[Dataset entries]
# # # # #

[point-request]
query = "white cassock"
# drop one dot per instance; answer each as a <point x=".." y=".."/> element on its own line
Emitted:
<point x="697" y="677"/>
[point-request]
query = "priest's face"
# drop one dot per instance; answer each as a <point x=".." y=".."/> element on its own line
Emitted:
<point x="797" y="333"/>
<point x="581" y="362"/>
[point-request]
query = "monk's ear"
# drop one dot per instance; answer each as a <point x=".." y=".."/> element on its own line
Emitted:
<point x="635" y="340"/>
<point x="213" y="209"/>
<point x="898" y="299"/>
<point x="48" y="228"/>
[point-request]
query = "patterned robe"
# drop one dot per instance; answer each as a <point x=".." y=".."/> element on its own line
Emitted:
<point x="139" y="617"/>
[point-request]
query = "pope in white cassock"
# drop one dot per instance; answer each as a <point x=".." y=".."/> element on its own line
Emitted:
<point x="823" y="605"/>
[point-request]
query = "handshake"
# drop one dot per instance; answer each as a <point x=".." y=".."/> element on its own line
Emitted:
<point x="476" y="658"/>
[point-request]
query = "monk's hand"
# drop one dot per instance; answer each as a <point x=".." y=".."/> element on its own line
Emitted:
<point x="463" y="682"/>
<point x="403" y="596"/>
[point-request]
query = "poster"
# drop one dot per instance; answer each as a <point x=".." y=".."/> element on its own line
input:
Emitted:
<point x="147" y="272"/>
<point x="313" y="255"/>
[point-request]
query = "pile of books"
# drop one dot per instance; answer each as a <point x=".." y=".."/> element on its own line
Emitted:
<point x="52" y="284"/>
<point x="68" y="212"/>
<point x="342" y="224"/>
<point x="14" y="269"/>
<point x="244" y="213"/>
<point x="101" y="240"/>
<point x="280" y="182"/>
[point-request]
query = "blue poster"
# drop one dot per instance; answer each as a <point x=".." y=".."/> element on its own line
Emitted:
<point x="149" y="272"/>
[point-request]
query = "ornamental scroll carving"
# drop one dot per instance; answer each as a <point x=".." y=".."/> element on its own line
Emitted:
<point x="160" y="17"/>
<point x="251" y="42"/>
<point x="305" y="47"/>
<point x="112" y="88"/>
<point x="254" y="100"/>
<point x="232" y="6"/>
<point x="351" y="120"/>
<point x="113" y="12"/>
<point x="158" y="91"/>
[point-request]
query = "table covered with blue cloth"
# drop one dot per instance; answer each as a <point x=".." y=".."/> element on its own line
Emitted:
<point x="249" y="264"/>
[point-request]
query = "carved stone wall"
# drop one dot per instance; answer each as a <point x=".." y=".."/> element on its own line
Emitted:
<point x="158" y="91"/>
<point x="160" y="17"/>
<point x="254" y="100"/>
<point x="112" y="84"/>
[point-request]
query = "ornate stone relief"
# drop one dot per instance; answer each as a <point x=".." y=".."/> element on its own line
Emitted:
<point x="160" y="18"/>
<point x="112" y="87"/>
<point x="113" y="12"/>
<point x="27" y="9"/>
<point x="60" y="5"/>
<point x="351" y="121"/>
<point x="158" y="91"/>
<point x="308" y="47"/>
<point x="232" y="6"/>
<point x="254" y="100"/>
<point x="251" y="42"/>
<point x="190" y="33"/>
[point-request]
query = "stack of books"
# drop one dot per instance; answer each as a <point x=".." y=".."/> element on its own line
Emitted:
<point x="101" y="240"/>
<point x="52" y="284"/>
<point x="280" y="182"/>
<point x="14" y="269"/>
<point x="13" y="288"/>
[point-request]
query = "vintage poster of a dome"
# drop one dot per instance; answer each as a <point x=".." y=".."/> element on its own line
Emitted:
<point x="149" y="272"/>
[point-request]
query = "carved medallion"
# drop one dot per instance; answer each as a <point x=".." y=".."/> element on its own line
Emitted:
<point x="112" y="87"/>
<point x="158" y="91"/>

# # # # #

From the records above, copy out each line that contains the string "blue".

The solution:
query = "blue poster"
query = "table covered with blue cloth"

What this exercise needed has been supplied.